DOCUMENT SECTION:
# # # # # # #

Is the multimillion euro investment in India by Philips bearing fruit?

Investments made by Philips, whether at its manufacturing base in Pune or at Bengaluru centre or launch of fetal heart monitor etc, I genuinely believe that the company is willing to invest and it is a testimony to the fact that whatever the company has  invested is paying rich dividends. Most of the  products have something from Philips Innovation Campus (PIC) Bengaluru. We are a strong contingent if you look at the global place for us. We conduct R&D activities for Indian as well as global products  at our Chakan facility in Pune, which also happens to be our headquarter for R&D.

India is a growing market but not a high profit market. This is true for most MNCs in healthcare. From the growth point of view, we are doing well. On the profitability front, there are more expectations from where we are today. There are miles to go on what we have invested and what we expect.

Would you say that the  medical device industry is struggling with profitability issues?

I think it will still be a struggle for all of us for the simple reason that incremental costs are high. You have to understand that the cost of equipment we sell in the western world and in India is almost similar. But the cascading cost of sale is high (importing from other location, customs duty etc). Therefore, there is a difference in the money we make in the US or Europe and in India. This cascading cost virtually eliminates our profit. Our consumers might say that the cost of a scan in India is 1/10th  or 1/20th of the cost of scan in the western world. So, how will I breakeven unless the number of scans go up by 20 times than what is done in the western world. Besides for consumers, the funding cost is also high.  So the entire economics is a challenge for us to increase our profitability.

# # # # # # #

GIVEN DATA:

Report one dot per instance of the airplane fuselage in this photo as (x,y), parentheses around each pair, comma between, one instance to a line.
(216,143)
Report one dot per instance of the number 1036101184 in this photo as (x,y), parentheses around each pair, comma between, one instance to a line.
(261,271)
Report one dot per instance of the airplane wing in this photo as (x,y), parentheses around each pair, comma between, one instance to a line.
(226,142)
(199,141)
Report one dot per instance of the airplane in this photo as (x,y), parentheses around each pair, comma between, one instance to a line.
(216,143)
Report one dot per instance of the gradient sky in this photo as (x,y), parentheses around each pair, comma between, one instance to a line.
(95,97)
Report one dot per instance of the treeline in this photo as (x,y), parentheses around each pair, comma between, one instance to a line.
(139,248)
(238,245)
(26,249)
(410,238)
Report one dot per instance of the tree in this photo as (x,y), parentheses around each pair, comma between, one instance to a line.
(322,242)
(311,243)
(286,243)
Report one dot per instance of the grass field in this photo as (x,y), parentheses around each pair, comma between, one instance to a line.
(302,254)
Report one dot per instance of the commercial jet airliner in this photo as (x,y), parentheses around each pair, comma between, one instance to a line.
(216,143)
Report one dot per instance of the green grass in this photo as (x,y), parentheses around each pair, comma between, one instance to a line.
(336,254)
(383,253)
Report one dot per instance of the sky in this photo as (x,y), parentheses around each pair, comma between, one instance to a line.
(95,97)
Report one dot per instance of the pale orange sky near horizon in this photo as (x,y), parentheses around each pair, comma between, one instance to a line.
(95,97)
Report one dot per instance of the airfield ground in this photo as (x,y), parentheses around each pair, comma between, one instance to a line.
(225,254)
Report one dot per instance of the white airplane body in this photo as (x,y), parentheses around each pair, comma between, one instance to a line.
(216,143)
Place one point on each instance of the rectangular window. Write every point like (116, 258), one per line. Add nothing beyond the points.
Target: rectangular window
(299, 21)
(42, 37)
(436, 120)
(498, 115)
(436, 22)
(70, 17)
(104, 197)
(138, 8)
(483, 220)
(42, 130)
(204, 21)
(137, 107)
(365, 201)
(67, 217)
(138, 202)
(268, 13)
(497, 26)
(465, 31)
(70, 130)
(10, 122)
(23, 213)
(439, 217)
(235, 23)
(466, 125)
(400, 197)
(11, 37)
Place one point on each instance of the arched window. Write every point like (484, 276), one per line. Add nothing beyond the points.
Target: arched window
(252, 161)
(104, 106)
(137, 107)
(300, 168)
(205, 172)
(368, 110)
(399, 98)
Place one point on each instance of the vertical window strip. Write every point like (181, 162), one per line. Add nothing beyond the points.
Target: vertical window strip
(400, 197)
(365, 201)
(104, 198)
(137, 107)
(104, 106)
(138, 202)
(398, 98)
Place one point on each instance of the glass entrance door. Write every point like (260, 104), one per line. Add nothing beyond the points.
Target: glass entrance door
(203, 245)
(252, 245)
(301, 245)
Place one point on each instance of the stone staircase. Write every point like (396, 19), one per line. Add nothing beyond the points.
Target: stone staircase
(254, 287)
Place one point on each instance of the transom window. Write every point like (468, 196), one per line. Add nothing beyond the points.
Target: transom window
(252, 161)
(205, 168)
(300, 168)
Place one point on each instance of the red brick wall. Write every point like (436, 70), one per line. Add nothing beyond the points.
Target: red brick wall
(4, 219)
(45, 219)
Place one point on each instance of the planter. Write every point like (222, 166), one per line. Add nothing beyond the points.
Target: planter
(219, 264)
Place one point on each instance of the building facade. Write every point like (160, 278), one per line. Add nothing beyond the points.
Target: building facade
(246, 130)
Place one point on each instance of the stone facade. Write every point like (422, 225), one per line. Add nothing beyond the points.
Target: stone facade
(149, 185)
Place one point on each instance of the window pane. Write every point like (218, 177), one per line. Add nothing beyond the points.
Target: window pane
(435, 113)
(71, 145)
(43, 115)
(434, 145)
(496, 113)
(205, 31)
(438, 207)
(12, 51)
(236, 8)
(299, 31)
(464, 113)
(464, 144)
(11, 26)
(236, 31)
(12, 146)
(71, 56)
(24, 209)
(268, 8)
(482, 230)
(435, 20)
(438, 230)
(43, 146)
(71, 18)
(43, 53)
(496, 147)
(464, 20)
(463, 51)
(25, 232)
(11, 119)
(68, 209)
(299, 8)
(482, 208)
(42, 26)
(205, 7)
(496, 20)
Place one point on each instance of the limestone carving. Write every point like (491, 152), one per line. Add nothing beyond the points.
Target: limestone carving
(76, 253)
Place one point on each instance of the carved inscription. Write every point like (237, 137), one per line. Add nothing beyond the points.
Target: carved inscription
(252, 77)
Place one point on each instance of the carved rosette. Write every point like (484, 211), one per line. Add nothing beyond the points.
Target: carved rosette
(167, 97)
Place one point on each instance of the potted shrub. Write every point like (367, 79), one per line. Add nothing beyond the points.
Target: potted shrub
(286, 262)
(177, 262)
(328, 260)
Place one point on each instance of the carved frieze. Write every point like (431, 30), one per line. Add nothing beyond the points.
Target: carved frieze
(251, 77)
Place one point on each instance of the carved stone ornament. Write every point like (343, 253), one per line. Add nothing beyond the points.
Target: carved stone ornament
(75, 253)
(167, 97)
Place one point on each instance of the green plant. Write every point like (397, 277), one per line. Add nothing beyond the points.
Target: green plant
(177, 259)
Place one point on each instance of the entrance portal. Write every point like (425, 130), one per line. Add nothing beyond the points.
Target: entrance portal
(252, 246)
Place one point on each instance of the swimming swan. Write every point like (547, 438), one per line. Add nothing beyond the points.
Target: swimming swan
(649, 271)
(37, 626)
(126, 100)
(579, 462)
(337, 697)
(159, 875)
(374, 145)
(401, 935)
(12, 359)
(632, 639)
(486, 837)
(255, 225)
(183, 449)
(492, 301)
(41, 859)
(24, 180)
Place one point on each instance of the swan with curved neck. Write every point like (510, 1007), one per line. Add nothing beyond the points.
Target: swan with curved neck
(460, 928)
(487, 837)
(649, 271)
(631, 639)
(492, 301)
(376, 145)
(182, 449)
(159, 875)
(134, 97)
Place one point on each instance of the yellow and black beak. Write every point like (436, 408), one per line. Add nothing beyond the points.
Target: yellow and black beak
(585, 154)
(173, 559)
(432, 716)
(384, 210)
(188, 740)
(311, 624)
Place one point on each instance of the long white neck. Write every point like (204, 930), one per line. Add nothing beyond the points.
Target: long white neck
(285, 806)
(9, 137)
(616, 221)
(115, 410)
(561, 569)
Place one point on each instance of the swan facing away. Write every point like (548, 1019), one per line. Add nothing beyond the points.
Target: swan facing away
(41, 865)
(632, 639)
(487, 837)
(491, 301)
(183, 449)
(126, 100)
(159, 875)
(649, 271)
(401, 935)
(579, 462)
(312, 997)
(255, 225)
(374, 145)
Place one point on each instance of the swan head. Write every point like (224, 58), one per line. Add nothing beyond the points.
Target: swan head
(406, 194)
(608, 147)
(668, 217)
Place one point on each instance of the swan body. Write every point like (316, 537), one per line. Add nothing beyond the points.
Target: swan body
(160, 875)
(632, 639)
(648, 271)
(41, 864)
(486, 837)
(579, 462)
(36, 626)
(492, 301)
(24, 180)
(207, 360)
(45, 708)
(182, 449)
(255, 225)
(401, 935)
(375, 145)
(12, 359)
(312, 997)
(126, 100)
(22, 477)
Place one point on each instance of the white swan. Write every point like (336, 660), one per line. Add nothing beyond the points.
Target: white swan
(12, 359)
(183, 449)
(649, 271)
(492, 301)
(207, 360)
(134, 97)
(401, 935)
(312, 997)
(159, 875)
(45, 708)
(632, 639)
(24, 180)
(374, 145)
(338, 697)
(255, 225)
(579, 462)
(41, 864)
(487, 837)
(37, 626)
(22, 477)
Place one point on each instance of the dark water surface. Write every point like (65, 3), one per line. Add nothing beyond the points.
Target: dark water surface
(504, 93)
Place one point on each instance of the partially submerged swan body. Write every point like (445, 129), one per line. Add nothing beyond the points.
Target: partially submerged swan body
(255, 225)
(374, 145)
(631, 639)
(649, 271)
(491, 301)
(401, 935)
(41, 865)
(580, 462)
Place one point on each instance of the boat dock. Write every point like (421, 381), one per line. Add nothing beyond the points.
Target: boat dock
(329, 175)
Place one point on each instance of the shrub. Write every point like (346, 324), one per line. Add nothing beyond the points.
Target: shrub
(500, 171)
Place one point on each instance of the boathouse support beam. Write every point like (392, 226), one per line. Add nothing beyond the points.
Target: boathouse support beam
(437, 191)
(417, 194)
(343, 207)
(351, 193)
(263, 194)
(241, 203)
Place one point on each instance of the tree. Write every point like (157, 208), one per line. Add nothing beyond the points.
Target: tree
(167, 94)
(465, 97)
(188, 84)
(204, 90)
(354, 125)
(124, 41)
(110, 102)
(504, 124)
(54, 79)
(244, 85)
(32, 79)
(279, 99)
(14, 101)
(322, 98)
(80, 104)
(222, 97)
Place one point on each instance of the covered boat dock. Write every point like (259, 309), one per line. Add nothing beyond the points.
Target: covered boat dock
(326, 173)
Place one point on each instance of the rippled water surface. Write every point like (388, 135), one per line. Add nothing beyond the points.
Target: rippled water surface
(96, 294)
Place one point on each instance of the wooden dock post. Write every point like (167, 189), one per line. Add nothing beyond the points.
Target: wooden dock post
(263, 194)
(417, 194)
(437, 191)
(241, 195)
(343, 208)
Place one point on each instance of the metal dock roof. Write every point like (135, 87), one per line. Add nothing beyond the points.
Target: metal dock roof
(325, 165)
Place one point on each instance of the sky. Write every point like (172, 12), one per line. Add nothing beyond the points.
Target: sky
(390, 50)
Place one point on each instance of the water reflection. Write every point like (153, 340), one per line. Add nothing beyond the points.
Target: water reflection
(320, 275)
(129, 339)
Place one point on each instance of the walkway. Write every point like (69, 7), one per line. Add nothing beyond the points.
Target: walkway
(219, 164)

# # # # # # #

TASK INSTRUCTIONS:
**1)** According to the Philips interview, which facility serves as the company's R&D headquarters?
**2)** Extend the Philips interview past its last sentence.
The rows come from a separate source.

ANSWERS FOR THE EXERCISE:
**1)** The Chakan facility in Pune.

**2)**
Our profit margins are really low because of cascading costs and will remain through till the entire cost comes down. Duties and freight cost go down; hence, customer profitability has to goes up. So the entire value chain is getting affected because of this and unless that challenge goes, I don’t see any improvement in profitability in the near term.

A few years back when the government had not coined the term ‘Make in India,’ company like yours were already talking about reverse engineering. How has that developed?

It continues till today. I say more for Philips than others, we do make products not just for the local market but also for the global market. The trend will continue especially if we feel that the engineering capability exists; there is a local market that exists and it makes economic sense for us to make the product in this market. But the genesis of this will be more on whether the product has a large local market. I am not talking about a shear transfer of work or cost benefit. That era is gone.

See if  ‘X’ product is made in the US and it has  a large market potential in India in the next five years and today the cost of making the product is same or marginally lower, then we will say let us start making here for India first then build volume and export it out. Because quality and engineering remains the same. But, the local market needs to be addressed first. Today, people want to make factories closer to the market so that flexibility and ability to deal with the customers locally is much better.

So where will large companies invest in the coming years?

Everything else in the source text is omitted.